Task item: Could you continue the forum discussion about training at anesthesia residency programs with CRNAs, picking up right after its last sentence?
*** Opening of Extract ***
I am trying to decide between my top 2 residency programs and a major difference between the 2 is the presence/absence of CRNA's. What are the pluses and minuses of training at a place that has CRNA's?
It depends on the culture of the residency program, and on the number of CRNAs versus the number of residents.
At some residency programs the CRNAs relieve you; at others, you relieve the CRNAs. At some programs it is clear the CRNAs are there to support you (the residents). At others, residents are there to support the CRNAs no matter what the program tells you during interviews. They cost more than you (3 times as much) and they stay longer than you (indefinitely versus your three years). So the motivation to make sure they remain happy is high. The motivation to keep you happy as a resident is usually not as high, although a good program will manage to do this anyway.
The number of CRNAs versus the number of residents also matters. If CRNAs outnumber residents then they take most of the cases, and you will get cases appropriate to your education -- which will include some vac dressing changes and some PEG tube placements from time to time. If residents outnumber CRNAs then residents will take most of the cases -- which will also include some vac dressing changes and some PEG tube placements.
No matter where you go, you will not get juicy cases all the time, nor will you always get the awake intubations or the epidurals or the major vascular cases. Sometimes a CRNA will get assigned a boring case like a knee arthroscopy only to find out right before the procedure that the patient needs an awake intubation. Most people will not then substitute the CRNA with a resident for that. It's luck of the draw, and it goes day by day.
So at our place we have like 80 residents and a couple dozen CRNAs. When the schedule is made the day before, the CRNA on the service usually gets the room with the simplest cases and the residents get the more complex ones. The presence or absence of CRNAs makes little difference to me, although they do the vast majority of the trach-pegs.
*** Close of Extract ***
*** Opening of Data supplied ***
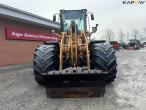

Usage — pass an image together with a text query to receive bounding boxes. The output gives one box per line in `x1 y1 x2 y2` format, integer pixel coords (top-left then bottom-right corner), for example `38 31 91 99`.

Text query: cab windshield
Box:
63 11 85 32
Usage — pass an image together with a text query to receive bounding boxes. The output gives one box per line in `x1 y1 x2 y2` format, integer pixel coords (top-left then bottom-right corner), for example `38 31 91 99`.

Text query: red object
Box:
6 27 58 41
110 41 120 50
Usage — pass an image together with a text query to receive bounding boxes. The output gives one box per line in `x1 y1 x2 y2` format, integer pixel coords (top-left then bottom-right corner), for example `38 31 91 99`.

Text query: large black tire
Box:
91 43 117 83
33 44 57 85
*** Close of Data supplied ***
Result:
There is no such thing as a case that is not educational -- doesn't matter if it's a vac dressing change or a lung transplant. You want a residency that provides a wide range of cases that include everything from the very simple to the very complex. You also want a residency that provides a wide range of patient ASA classes from very healthy to death's door. This is why I think that "cherry picking" cases is unrealistic. There are residencies that are rumored to have "enough" CRNAs to allow you to do all "juicy" cases. This is unrealistic. In your first week of residency your staff may be more comfortable assigning you the ASA I and giving the CRNA the ASA III. So you're not getting a "juicy" case, you are only getting the appropriate case for you and the CRNA is filling in the gap. In your last week of residency, the cases you think are "juicy" and the cases you think are "routine" and CRNA appropriate will be completely different.
You cannot do all complex cases/patients all the time with no simple cases/patients and expect to get a well rounded education. You need to see a bit of everything and that includes some cases that are routinely assigned to CRNAs (but you can still be glad they're present to take these cases most of the time).